_EXERCISE DESCRIPTION_
Among the records below, which lines contain the string "gray"? Report them.

_INFORMATION_

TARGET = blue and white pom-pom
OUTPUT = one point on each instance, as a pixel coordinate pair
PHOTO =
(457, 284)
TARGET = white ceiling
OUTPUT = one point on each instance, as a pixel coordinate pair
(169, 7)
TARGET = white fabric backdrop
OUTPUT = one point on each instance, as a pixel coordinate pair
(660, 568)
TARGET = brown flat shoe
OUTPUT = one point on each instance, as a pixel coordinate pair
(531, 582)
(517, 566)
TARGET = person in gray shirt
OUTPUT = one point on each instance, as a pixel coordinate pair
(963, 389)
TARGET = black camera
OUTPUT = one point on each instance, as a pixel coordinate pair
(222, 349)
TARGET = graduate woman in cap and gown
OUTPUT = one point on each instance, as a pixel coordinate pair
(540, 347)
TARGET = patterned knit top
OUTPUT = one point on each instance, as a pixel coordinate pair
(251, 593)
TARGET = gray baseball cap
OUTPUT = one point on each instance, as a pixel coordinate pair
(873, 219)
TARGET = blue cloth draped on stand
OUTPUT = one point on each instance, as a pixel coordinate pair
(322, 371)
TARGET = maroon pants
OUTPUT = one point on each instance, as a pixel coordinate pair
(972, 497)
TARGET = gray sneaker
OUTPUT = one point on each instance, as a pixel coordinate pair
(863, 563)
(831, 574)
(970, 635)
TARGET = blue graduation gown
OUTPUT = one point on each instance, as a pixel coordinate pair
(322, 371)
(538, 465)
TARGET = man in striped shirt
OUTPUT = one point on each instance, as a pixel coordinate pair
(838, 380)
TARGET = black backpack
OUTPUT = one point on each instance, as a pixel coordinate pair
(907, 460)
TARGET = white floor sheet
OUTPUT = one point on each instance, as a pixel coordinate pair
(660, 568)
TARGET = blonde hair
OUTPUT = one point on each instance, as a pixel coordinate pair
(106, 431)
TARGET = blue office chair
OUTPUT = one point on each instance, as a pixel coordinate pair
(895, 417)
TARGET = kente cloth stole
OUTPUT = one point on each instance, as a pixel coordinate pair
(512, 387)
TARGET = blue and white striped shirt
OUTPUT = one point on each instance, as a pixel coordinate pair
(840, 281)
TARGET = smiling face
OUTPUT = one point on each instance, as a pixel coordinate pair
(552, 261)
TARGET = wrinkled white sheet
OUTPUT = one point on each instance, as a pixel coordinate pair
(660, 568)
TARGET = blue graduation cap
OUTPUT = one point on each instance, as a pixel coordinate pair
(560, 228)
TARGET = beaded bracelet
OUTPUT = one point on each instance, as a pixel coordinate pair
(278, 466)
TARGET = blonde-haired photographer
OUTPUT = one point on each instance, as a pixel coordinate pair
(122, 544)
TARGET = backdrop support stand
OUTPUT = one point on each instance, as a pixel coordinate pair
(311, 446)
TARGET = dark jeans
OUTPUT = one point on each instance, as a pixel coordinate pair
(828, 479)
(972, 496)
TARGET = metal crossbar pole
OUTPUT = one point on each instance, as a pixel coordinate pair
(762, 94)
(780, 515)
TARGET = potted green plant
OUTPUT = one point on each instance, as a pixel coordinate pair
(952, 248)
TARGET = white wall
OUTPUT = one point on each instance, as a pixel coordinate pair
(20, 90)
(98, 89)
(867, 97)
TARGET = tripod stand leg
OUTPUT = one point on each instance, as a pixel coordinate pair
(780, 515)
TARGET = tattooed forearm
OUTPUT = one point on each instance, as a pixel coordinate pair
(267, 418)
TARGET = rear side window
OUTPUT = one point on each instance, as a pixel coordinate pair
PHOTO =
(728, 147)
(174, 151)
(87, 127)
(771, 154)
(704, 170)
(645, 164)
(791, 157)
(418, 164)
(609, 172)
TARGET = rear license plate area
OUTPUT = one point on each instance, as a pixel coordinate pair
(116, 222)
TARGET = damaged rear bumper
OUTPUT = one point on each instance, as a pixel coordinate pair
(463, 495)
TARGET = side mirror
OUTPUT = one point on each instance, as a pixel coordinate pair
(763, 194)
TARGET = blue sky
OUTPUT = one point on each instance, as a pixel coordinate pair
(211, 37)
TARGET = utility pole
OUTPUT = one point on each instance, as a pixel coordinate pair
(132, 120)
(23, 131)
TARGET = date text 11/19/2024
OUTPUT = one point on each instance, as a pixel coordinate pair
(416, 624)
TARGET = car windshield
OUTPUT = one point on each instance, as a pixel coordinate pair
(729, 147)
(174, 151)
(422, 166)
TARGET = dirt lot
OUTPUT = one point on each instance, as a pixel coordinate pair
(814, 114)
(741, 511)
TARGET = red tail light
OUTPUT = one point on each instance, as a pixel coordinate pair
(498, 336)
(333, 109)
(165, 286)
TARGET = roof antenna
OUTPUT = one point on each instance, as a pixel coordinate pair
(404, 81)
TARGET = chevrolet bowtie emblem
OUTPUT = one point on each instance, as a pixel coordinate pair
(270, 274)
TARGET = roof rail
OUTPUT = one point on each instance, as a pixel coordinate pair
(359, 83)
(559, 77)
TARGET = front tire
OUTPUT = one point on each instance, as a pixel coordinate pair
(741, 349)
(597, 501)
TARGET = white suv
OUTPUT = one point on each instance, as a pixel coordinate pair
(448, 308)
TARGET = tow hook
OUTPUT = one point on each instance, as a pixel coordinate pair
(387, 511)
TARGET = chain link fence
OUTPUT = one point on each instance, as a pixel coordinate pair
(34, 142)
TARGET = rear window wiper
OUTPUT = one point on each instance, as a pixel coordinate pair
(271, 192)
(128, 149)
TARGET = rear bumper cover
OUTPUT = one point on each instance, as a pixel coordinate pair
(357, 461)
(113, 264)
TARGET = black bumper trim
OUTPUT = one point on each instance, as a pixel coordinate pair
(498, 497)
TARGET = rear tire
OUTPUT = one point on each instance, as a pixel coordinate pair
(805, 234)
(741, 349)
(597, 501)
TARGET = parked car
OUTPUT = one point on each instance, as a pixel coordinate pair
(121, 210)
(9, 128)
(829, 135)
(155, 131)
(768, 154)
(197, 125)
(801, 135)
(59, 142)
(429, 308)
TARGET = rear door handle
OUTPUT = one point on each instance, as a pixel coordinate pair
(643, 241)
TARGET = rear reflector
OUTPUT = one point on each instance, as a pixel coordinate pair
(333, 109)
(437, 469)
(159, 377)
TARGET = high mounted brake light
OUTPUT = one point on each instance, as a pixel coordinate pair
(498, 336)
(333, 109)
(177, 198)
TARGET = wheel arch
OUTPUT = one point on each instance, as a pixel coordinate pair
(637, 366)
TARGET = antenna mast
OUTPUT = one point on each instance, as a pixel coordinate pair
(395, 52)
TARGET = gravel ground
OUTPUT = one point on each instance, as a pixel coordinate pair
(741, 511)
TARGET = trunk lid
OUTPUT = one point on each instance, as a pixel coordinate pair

_ANSWER SECTION_
TARGET = person in gray shirt
TARGET = gray baseball cap
TARGET = gray sneaker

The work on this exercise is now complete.